## REQUIRED WORK
**A.** In the forum thread on fbForth line drawing, how long does PATTERN take to run with DCOLOR set to -1?
**B.** Repeat the fbForth line-drawing thread from "Split mode gives" up to and including "of my mind.".
**C.** Write the next part of the fbForth line-drawing thread, picking up after its final sentence.

## TEXT SECTION
Split mode gives you 8 text lines; but, split2 gives you more bitmap real estate with just 4 text lines, which is probably enough to type commands for testing. You just have to remember that the bitmap screen ends at dotrow 127 in split mode and starts at dotrow 32 in split2 mode.

 

...lee

[Tursi]

Wow! Nice use of the X instruction! I really must keep that closer to the front of my mind.

 

I do need to keep DOT for high-level Forth; but, I certainly don't need to call it from LINE , though I'm calling it via BL, not through high-level Forth. Obviously, the savings from your code that would help by my not calling DOT would be

• handling DMODE only once per line vs. every pixel;
• shifting per bitmap byte horizontally;
• adding per pixel row vertically;
• enabling interrupts only once per line instead of every pixel;
• probably, more I didn't see!

Perhaps you know that DCOLOR (ALC: $DCOL) in fbForth has a value of -1 for no change. If you do, does that mean that setting the color to every pixel (byte?) is cheaper than the test? Also, DCOLOR contains both the FG and BG color of the bitmap byte containing our pixel, e.g., 10h = black on transparent.

 

Anyway, the time for my PATTERN is 36 seconds with DCOLOR = -1, i.e., no updates to color table, and 42 seconds with updates for 100,127 pixels drawn. Removing LIMI 0/LIMI 2 to once per line saves only 1 second for all those pixels drawn!

 

...lee

 

I do enable interrupts per pixel, just like yours did (my own testing also suggested it wasn't a huge difference in speed, which makes sense as a line can finish in less than a vblank so most lines aren't interrupted anyway), but I did not realize that $DCOL has a -1 value (that's useful!) That would probably require a test-and-jump in the pixel function. The test would be faster than writing the color, so it's worth adding.

 

As coded, it does set foreground and background (the byte is copied verbatim).

 

My main goal was to avoid address calculation for every pixel, by working in address space instead of coordinates, and it does seem to have helped. I'm not sure if anyone did it that was before, but it was a new idea to me. Ultimately, though, the fewer extra instructions in the inner loop, the better! X is nice for simplifying the loop, but separate functions for each of the four possible slopes would be faster still (only slightly, though, X only adds 8 cycles).

 

Thanks for looking at it though!

[+Lee Stewart]

... writing the color, ...

 

Regarding your trick in justline.a99 for going from writing a byte to the PDT to writing a byte to the color table, it will only work if they are at 2000h and 0000h, respectively. If they are the other way round (possible), the trick won't work. What will work is to OR 4000h the first time (as you did with SOCB) and XOR 2000h (without first correcting the address) the second time:

 

Also, what is the fastest "do nothing" instruction to insert between VDP accesses that will give the VDP enough time to settle for accelerated consoles et al.?—I'm not doing that in DOT and I probably should.

 

...lee

[+Lee Stewart]

@Tursi...

 

Your comment about "BL @RTNEXT" prompted me to check my code. All instances of that statement are, in fact, supposed to be "B @RTNEXT". I explained it to myself in my trampoline code, used it correctly a few times, then had a brain fart when I got around to writing the graphics primitives. Thanks!

## DATA EXTRACT
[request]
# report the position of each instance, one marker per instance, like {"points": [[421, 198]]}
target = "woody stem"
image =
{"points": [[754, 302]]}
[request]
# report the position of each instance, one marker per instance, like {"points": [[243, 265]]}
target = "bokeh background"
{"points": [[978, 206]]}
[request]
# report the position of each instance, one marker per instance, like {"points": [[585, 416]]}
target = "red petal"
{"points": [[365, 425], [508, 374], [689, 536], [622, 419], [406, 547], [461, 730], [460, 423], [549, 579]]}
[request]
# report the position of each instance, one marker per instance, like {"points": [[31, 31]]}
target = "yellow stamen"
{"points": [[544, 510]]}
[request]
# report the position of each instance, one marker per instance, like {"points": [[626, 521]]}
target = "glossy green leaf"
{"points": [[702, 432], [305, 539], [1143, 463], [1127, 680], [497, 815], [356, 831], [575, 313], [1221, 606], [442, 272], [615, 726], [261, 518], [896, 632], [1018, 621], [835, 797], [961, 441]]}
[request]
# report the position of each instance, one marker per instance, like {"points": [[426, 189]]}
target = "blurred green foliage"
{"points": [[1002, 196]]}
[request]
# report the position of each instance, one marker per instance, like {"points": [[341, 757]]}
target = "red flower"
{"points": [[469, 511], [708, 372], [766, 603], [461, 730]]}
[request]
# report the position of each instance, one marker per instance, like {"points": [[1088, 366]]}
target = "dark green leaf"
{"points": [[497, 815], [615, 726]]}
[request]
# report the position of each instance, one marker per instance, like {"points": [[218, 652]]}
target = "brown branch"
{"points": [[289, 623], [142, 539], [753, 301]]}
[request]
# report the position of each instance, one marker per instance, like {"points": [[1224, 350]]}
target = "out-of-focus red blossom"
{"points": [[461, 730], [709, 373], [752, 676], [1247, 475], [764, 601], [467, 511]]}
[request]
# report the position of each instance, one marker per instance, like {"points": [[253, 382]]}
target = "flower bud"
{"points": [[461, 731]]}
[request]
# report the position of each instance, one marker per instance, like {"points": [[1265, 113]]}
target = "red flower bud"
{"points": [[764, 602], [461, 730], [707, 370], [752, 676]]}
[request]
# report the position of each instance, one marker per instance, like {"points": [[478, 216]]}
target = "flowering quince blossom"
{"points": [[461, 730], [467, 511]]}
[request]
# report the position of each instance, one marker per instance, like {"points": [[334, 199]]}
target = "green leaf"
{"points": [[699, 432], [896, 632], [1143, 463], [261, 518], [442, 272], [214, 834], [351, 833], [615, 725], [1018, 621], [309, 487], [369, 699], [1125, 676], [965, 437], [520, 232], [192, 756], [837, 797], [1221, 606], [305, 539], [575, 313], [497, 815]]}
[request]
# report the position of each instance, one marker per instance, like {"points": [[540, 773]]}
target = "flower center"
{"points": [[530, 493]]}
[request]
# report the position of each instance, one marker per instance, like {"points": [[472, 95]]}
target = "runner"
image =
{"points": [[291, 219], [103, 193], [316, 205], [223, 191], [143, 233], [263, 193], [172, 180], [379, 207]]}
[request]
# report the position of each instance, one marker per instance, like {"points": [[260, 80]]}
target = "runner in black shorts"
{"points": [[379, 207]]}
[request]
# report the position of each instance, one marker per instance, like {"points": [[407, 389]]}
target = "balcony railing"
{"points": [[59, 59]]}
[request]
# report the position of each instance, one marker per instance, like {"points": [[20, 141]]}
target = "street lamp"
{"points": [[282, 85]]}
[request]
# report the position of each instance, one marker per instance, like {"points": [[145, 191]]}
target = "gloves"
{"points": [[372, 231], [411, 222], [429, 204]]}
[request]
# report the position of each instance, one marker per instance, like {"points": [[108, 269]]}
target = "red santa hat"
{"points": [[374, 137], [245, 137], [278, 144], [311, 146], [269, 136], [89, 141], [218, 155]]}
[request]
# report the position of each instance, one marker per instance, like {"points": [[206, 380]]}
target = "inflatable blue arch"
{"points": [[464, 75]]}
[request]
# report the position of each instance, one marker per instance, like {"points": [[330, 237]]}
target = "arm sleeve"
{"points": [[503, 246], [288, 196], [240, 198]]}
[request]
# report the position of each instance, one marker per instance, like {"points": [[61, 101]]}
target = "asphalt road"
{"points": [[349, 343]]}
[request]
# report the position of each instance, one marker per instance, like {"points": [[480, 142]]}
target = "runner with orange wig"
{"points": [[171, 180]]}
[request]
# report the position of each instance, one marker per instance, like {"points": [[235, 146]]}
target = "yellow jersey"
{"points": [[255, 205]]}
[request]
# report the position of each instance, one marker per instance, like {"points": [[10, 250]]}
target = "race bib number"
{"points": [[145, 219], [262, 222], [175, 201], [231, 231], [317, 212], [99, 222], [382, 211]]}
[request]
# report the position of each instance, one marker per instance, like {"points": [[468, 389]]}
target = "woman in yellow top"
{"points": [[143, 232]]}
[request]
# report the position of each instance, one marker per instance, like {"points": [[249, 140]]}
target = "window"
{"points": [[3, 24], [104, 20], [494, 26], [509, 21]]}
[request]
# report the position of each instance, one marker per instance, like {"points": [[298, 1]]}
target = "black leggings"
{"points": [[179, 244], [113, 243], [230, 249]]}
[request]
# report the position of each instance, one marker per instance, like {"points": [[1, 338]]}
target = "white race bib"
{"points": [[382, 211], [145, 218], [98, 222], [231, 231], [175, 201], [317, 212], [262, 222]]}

## ANSWERS GIVEN
**A.** 36 seconds.

**B.**
Split mode gives you 8 text lines; but, split2 gives you more bitmap real estate with just 4 text lines, which is probably enough to type commands for testing. You just have to remember that the bitmap screen ends at dotrow 127 in split mode and starts at dotrow 32 in split2 mode.

 

...lee

[Tursi]

Wow! Nice use of the X instruction! I really must keep that closer to the front of my mind.

**C.**
 

...lee

[Tursi]

Regarding your trick in justline.a99 for going from writing a byte to the PDT to writing a byte to the color table, it will only work if they are at 2000h and 0000h, respectively. If they are the other way round (possible), the trick won't work. What will work is to OR 4000h the first time (as you did with SOCB) and XOR 2000h (without first correcting the address) the second time:

 

Also, what is the fastest "do nothing" instruction to insert between VDP accesses that will give the VDP enough time to settle for accelerated consoles et al.?—I'm not doing that in DOT and I probably should.

 

...lee

Yes, that's true, but the code that I was reading to get an understanding of the requirements made assumptions of those addresses too. It's rare that an application will vary the locations of those tables, though.. does Forth do so?? (Putting the pattern table at >0000 lets you skip adding anything for pattern draws, meaning the extra work is only needed when color is in place, that's the order I usually use ).

 

The XOR trick is cute though! I like that.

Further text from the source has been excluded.